Fig. 3 Azolla filiculoides growing in a pond in the Netherlands
In the Eocene Arctic Ocean the necessary fresh surface-water conditions for Azolla are thought to have been created through increased precipitation exceeding the evaporation at higher latitudes (Barron et al., 1989) and enhanced runoff from bordering continents. A cyclic pattern in the Azolla record suggests that freshening of the surface waters occurred in major episodes of estimated 100 kyrs that gave rise to several extensive Azolla blooms (Brinkhuis et al., 2006).
Beside Azolla remains also high abundances of chrysophyte cysts have been found that are also indicative for fresh-water conditions. However, other siliceous microfossil as dinocysts, diatoms, silicoflagellates and ebridians found in the same sediments, are more indicative for brackish to marine conditions. This seemed at first sight contradictory, but detailed analysis of the sediment showed the presence of separate layers, in which Azolla alternates with siliceous microfossils (Fig.4). This lamination has been shown to be annual or seasonal and points to changes in the environment that favored at one stage the growth of Azolla and at the other the growth of siliceous microplankton. It is suggested that salinity might plays an important role in this interplay of species communities (Brinkhuis et al., 2006).

### What needs to be done
What comes next in the passage on Azolla in the Eocene Arctic Ocean? Continue it from its final sentence. The rows have no connection to the passage about Azolla.

### Supplied records
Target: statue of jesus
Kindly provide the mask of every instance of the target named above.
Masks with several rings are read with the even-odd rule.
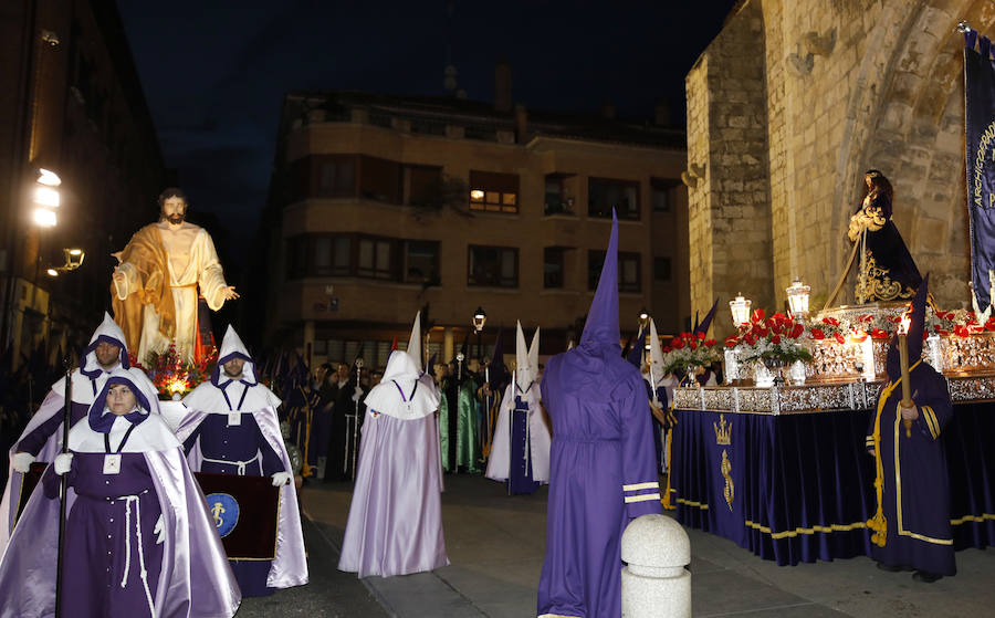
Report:
[[[159,221],[145,226],[114,253],[114,320],[138,362],[164,353],[169,344],[195,359],[198,290],[212,311],[239,295],[224,282],[214,243],[203,228],[185,220],[187,196],[169,188],[159,196]]]

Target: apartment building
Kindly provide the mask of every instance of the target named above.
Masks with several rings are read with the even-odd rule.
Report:
[[[653,119],[526,109],[458,96],[292,92],[270,203],[265,341],[312,364],[386,362],[427,310],[429,354],[500,327],[542,326],[542,354],[576,341],[619,219],[620,322],[689,320],[685,138]],[[658,118],[661,123],[664,118]],[[486,313],[480,337],[471,325]],[[531,335],[530,335],[531,336]]]

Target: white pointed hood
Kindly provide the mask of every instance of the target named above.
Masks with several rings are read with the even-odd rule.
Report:
[[[663,348],[657,334],[657,323],[652,318],[650,318],[650,371],[653,381],[659,386],[663,379]]]
[[[525,347],[525,333],[522,332],[522,322],[517,322],[515,331],[515,384],[519,389],[526,390],[528,385],[538,376],[538,334],[536,327],[532,336],[532,346]]]
[[[415,368],[420,374],[421,367],[421,311],[415,314],[415,324],[411,326],[411,337],[408,339],[408,355],[415,362]]]
[[[105,342],[116,345],[121,348],[118,365],[111,368],[128,369],[128,348],[125,345],[124,332],[121,326],[114,322],[111,314],[104,312],[104,321],[93,332],[86,349],[83,350],[83,357],[80,359],[80,368],[73,371],[73,401],[78,404],[91,404],[104,386],[109,371],[101,367],[96,359],[96,346]],[[52,390],[60,397],[65,397],[65,380],[59,380],[52,385]]]
[[[418,379],[420,374],[410,354],[391,352],[380,384],[364,400],[366,409],[401,420],[417,420],[434,412],[439,397],[434,388]]]
[[[224,373],[223,365],[233,358],[245,362],[241,377],[232,378]],[[275,409],[280,402],[280,398],[272,390],[259,384],[255,363],[230,324],[224,332],[224,338],[221,339],[218,365],[211,373],[210,381],[199,385],[184,398],[187,408],[214,413],[255,412],[268,407]]]

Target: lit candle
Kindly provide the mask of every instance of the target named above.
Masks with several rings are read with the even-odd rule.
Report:
[[[899,363],[902,366],[902,401],[900,405],[902,408],[912,407],[912,386],[909,384],[909,342],[907,341],[911,323],[912,320],[907,313],[902,316],[902,322],[899,325]],[[911,438],[912,419],[902,419],[902,425],[905,426],[905,438]]]

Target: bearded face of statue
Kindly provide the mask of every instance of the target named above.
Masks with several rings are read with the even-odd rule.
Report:
[[[171,226],[179,226],[187,216],[187,202],[181,197],[170,197],[163,201],[163,219]]]

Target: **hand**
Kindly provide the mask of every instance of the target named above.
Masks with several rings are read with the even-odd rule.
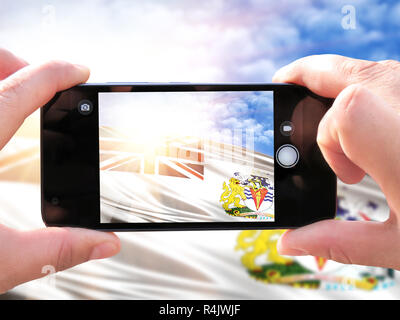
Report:
[[[86,67],[61,61],[28,66],[0,49],[0,149],[24,119],[48,102],[57,91],[85,82]],[[39,217],[39,215],[38,215]],[[116,254],[119,239],[112,233],[78,228],[17,231],[0,225],[0,293],[40,278],[42,268],[56,271]]]
[[[325,220],[287,231],[279,253],[400,269],[400,63],[310,56],[279,70],[273,81],[336,98],[318,128],[322,154],[345,183],[368,173],[391,209],[385,222]]]

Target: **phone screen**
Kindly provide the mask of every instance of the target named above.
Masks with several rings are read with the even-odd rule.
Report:
[[[275,221],[273,100],[99,93],[100,222]]]

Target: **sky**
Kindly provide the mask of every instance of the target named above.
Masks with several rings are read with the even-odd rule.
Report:
[[[87,65],[89,82],[271,82],[312,54],[400,59],[396,1],[0,0],[0,8],[0,46],[29,63]]]

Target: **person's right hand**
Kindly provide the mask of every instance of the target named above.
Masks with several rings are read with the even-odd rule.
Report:
[[[400,63],[309,56],[279,70],[273,81],[336,98],[318,128],[321,151],[345,183],[368,173],[391,209],[385,222],[325,220],[287,231],[279,253],[400,269]]]

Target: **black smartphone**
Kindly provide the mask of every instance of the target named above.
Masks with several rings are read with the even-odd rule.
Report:
[[[291,84],[107,83],[41,109],[47,226],[296,228],[336,212],[316,143],[332,99]]]

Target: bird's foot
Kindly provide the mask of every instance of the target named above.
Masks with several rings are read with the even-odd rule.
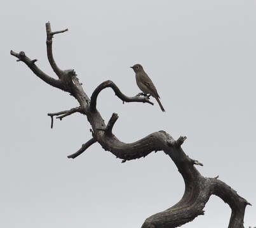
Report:
[[[139,92],[138,94],[136,95],[137,96],[144,96],[144,92]]]

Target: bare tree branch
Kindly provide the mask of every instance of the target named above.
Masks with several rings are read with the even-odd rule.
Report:
[[[58,77],[60,79],[62,79],[63,77],[63,70],[60,70],[57,65],[56,64],[53,55],[53,49],[52,49],[52,44],[53,44],[53,37],[54,34],[59,34],[61,32],[64,32],[68,30],[67,28],[58,31],[58,32],[51,32],[51,24],[50,22],[46,23],[46,45],[47,45],[47,56],[48,58],[49,63],[51,66],[53,71],[55,72],[57,75]]]
[[[203,215],[203,208],[212,194],[220,197],[229,204],[232,210],[229,228],[243,228],[243,218],[246,205],[250,205],[246,200],[217,177],[208,178],[202,176],[194,165],[203,166],[203,163],[189,158],[183,151],[181,145],[186,137],[180,136],[177,141],[163,130],[152,133],[149,136],[132,143],[120,141],[112,132],[112,127],[118,116],[113,113],[107,126],[100,113],[96,108],[98,94],[104,89],[111,87],[123,101],[142,102],[153,104],[147,97],[132,98],[124,95],[114,84],[107,80],[99,85],[91,95],[91,101],[84,92],[81,84],[74,70],[62,71],[55,63],[52,57],[51,39],[55,34],[64,32],[65,30],[51,32],[50,23],[46,23],[48,41],[48,55],[49,61],[58,75],[60,80],[53,79],[43,73],[35,65],[36,60],[30,60],[23,52],[20,54],[11,51],[11,54],[22,61],[42,80],[55,87],[69,92],[80,104],[80,107],[55,113],[49,113],[51,118],[62,118],[75,112],[81,112],[86,115],[91,125],[93,138],[83,144],[76,153],[69,155],[74,158],[84,151],[90,146],[98,142],[102,147],[110,151],[116,157],[122,159],[122,162],[127,160],[145,157],[152,151],[163,151],[173,160],[182,175],[185,182],[185,193],[182,198],[174,206],[158,213],[147,218],[142,228],[174,228],[186,222],[192,221],[199,215]],[[90,104],[90,105],[89,105]]]
[[[107,135],[111,135],[112,129],[113,129],[114,125],[115,124],[116,120],[118,120],[118,115],[117,113],[112,114],[112,117],[107,123],[107,127],[105,129],[97,129],[97,130],[105,132],[105,134]]]
[[[121,92],[119,88],[116,86],[116,84],[111,81],[107,80],[100,84],[93,91],[91,97],[91,110],[95,111],[96,110],[97,99],[98,98],[98,94],[100,91],[105,88],[111,87],[113,89],[116,95],[120,98],[122,101],[125,102],[143,102],[147,103],[153,105],[154,104],[149,101],[149,99],[147,97],[140,98],[139,96],[134,97],[128,97]]]
[[[97,141],[95,138],[91,138],[86,143],[84,143],[82,145],[82,147],[76,153],[69,155],[67,157],[69,158],[76,158],[77,156],[79,156],[81,154],[82,154],[83,152],[85,151],[85,150],[89,148],[90,146],[91,146],[93,143],[96,142]]]
[[[47,115],[51,117],[51,128],[52,129],[53,127],[53,117],[54,116],[58,116],[56,117],[56,118],[59,118],[60,120],[62,120],[63,118],[66,117],[69,115],[71,115],[71,114],[73,114],[76,112],[79,112],[81,113],[83,113],[83,108],[81,107],[76,107],[74,108],[71,108],[69,110],[65,110],[65,111],[59,111],[57,113],[48,113]]]
[[[65,88],[60,80],[56,80],[48,76],[47,74],[41,71],[35,65],[35,62],[37,61],[37,60],[31,60],[29,57],[26,56],[24,51],[20,51],[19,53],[17,53],[11,50],[10,53],[12,56],[15,56],[18,58],[17,61],[23,61],[25,64],[26,64],[27,66],[29,66],[30,70],[35,73],[35,75],[42,79],[43,81],[44,81],[49,85],[51,85],[51,86],[62,90],[65,90]]]

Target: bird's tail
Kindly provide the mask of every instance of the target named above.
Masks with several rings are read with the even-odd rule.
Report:
[[[158,101],[158,104],[159,104],[159,106],[160,108],[161,108],[161,110],[163,111],[165,111],[165,108],[163,108],[163,105],[162,105],[162,104],[161,103],[160,100],[159,99],[159,98],[157,98],[157,97],[155,98],[156,98],[156,101]]]

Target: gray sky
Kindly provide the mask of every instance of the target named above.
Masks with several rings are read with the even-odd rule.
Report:
[[[159,130],[185,135],[185,153],[206,177],[220,179],[256,205],[255,1],[14,1],[0,10],[2,83],[0,220],[13,227],[140,227],[176,203],[183,179],[163,152],[121,163],[94,144],[86,118],[74,115],[50,129],[48,112],[75,107],[68,94],[37,78],[10,54],[24,51],[54,76],[46,53],[45,23],[55,35],[55,60],[74,68],[90,96],[112,80],[128,96],[139,92],[130,66],[140,63],[166,110],[156,103],[123,104],[111,89],[98,107],[114,133],[133,142]],[[166,182],[166,180],[169,181]],[[231,210],[212,196],[184,227],[227,227]],[[248,206],[245,227],[256,225]]]

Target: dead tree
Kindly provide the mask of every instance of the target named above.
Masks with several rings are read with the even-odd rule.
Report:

### Exercise answer
Fig. 4 SEM showing organic-rich sediment layers (pale grey) dominated by Azolla, alternating with biosilica-rich layers (dark grey) containing siliceous microfossils (in this case dominantly chrysophyte cysts) (Brinkhuis et al., 2006).
remains have not only been found in the Eocene Arctic Ocean, but as well in numerous settings in adjacent Nordic seas (Fig.5), where it was recognized by commercial oil and gas industries. Due to confidential reasons, however, it has never been published (Brinkhuis et al.,
2006). In our research study we like to investigate the dimension of this phenomenon and its palaeoecological and oceanographical implications.
Fig.5 The geographical distribution of the Azolla pulse in the early Eocene Arctic basin and in adjacent Nordic seas. The stars indicate the locations where the Azolla pulse was reported (Brinkhuis et al., 2006).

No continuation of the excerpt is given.